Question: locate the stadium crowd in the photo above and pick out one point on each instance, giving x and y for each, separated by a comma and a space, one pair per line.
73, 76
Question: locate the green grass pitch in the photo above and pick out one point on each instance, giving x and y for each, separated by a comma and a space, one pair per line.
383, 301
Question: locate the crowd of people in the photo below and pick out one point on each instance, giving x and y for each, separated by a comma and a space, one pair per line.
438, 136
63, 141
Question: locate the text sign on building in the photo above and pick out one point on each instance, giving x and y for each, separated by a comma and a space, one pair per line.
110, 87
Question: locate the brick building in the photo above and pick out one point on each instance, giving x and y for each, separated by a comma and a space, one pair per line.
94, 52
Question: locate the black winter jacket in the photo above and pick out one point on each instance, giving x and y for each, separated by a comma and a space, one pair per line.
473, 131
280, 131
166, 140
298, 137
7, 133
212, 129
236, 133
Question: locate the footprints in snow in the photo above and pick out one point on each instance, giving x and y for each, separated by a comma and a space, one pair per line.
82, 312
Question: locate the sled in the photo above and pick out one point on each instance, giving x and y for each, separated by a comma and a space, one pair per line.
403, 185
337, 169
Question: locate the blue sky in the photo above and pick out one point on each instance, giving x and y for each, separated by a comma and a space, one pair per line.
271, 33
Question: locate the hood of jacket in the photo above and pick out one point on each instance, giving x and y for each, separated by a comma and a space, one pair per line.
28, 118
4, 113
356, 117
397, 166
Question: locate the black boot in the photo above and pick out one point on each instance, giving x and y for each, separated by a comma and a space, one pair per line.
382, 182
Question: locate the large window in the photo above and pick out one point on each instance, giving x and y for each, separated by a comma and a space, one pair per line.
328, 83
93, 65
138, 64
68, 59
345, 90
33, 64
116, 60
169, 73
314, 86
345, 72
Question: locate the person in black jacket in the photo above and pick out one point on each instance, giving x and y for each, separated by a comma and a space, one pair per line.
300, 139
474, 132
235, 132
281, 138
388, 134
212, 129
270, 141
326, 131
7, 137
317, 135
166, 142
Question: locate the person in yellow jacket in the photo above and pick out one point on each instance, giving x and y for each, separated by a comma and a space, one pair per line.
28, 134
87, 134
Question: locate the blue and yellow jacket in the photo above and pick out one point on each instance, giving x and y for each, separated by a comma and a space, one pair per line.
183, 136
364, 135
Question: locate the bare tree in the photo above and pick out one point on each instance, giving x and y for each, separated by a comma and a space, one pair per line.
---
# [GOAL OF THE EXERCISE]
Copy out every one of the lines above, word for word and in the same order.

# [TASK RESULT]
Question: locate the stadium crowd in the photo above and pick out one point on each instance, giving x and y for each, separated by a comma and a space, one pair per line.
73, 76
Question: locate the green grass pitch in the photo above and pick out one point on each instance, giving x and y for each, separated by a comma and a space, one pair per line.
383, 301
Question: locate the crowd of people in the photo below and pick out one point on each instance, giving x and y for each, separated by a comma and a space, one pair per line.
438, 136
63, 141
Question: locate the text sign on building in the photo above and pick out one point on each instance, giving x and y for each, separated by a comma and a space, one pair per line.
110, 87
Question: locate the brick building in the photo above and pick out one point on each instance, giving x and y for each, separated by a comma and a space, one pair per line.
94, 52
Question: locate the black winter jacket in the photo above and pick out one point on each instance, giving x and y for each, separated by a comma and a space, one pair per line.
473, 131
280, 131
166, 140
298, 137
7, 133
212, 129
236, 133
Question: locate the footprints in snow in the photo above and pick out one point on each instance, giving x and y for each, separated by a comma and a space, one pair per line.
82, 312
Question: locate the sled in the photo above and pick out one point on each instance, giving x and y for each, separated by a comma and a space, one pair per line.
403, 185
337, 169
Question: locate the blue sky in the photo above and pick out one point on each instance, giving x and y for each, separated by a comma and a space, one pair per line.
271, 33
Question: locate the hood of jacket in the photo above and pick out one point on each instance, giving x and y for each, separated by a comma and a space, one pair per line.
28, 118
4, 113
356, 117
397, 166
Question: locate the black boot in the photo above and pick out one point on each instance, giving x and y for each, separated by a comma and a space, one pair per line.
382, 182
Question: locate the large window in the photo above and pick out one point on each instance, giving x and y for each, separated by a comma and a space, one pair per line.
328, 83
93, 65
138, 64
68, 59
345, 90
33, 64
116, 60
169, 73
314, 86
345, 72
Question: locate the person in black jacket in the photo above and pick out one point on each instance, giving x and y for each, separated by a comma and a space, one pair per line.
300, 139
474, 132
235, 132
281, 138
388, 134
212, 129
270, 141
326, 131
7, 137
317, 135
166, 142
Question: locate the person in yellow jacket in the photo above and pick out one point on each instance, giving x and y for each, separated by a comma and a space, one pair per line.
28, 134
87, 134
Question: locate the blue and yellow jacket in the photo above and pick out one point on each instance, giving x and y for each, separated by a comma and a space, one pair per line.
183, 136
364, 135
Question: locate the bare tree in the photo above and pick out one point on each instance, giving x and y for each, separated by a comma and a space, one pair per line.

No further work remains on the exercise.